Goal of the exercise: Lay out the rows below as a two-column CSV with the headers instruction and points. Give one line per row, with its text and its answer each in a single quoted field, turn line breaks into spaces, and omit the pictures.

Provided data:
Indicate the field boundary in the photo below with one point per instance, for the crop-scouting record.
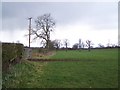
(57, 60)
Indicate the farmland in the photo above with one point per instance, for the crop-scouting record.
(95, 69)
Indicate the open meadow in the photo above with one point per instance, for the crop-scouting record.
(95, 69)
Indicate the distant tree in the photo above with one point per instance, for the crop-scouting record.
(66, 43)
(89, 44)
(100, 45)
(75, 46)
(44, 25)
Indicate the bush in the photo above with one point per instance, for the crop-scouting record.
(11, 54)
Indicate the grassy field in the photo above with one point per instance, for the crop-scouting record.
(96, 69)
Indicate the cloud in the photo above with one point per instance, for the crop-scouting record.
(100, 15)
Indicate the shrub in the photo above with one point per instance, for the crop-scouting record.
(11, 54)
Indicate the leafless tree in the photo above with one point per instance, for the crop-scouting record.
(75, 46)
(100, 45)
(57, 43)
(66, 43)
(80, 44)
(44, 25)
(89, 44)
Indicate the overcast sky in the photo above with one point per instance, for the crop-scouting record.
(95, 21)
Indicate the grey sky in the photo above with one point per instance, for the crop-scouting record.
(99, 14)
(97, 21)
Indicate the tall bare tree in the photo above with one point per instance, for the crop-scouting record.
(44, 25)
(57, 43)
(66, 43)
(89, 44)
(80, 44)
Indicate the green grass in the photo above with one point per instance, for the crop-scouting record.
(100, 72)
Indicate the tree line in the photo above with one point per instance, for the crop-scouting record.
(45, 24)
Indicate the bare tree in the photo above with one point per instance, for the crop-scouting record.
(75, 46)
(44, 25)
(66, 43)
(57, 43)
(89, 44)
(80, 44)
(100, 45)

Output for this exercise:
instruction,points
"Indicate the field boundary in the photo below with one point per instance, for the crop-scouting record.","(57, 60)"
"Indicate the farmland in the photo above with one point per instance, for the crop-scouting record.","(95, 69)"
"Indicate the open meadow in the photo above with one point per instance, for the crop-scouting record.","(95, 69)"
"Indicate the distant tree in the photo above with one point per instance, for the crop-scouting record.","(66, 43) (89, 44) (100, 45) (75, 46) (44, 25)"
"Indicate the bush in the photo above with one point per instance, for the crop-scouting record.","(11, 54)"
"Indicate the grassy field in the photo above with one point per instance, for the crop-scouting record.","(96, 69)"
"Indicate the cloud in the photo above with one point per instance, for the crop-scouting record.","(100, 15)"
"Indicate the shrub in the photo above with one point per instance, for the crop-scouting record.","(11, 54)"
"Indicate the leafless tree in the photo above with one point per instance, for the crop-scouting record.","(75, 46) (100, 45) (57, 43) (66, 43) (80, 44) (44, 25) (89, 44)"
"Indicate the overcast sky in the photo above with one point per instance, for the crop-scouting record.","(95, 21)"
"Indicate the grey sky in the photo above with one point per instance, for the crop-scouting record.","(99, 14) (97, 21)"
"Indicate the tall bare tree in the photo above with one point per instance, for the crop-scouting record.","(44, 25) (57, 43) (66, 43) (89, 44) (80, 44)"
"Indicate the green grass in the photo above with one point per instance, for the crop-scouting record.","(100, 72)"
"Indicate the tree line in the photo above with one point per instance, for the crop-scouting record.","(45, 24)"
"Indicate the bare tree in the photo above with one point per instance, for the crop-scouting record.","(75, 46) (44, 25) (66, 43) (57, 43) (89, 44) (80, 44) (100, 45)"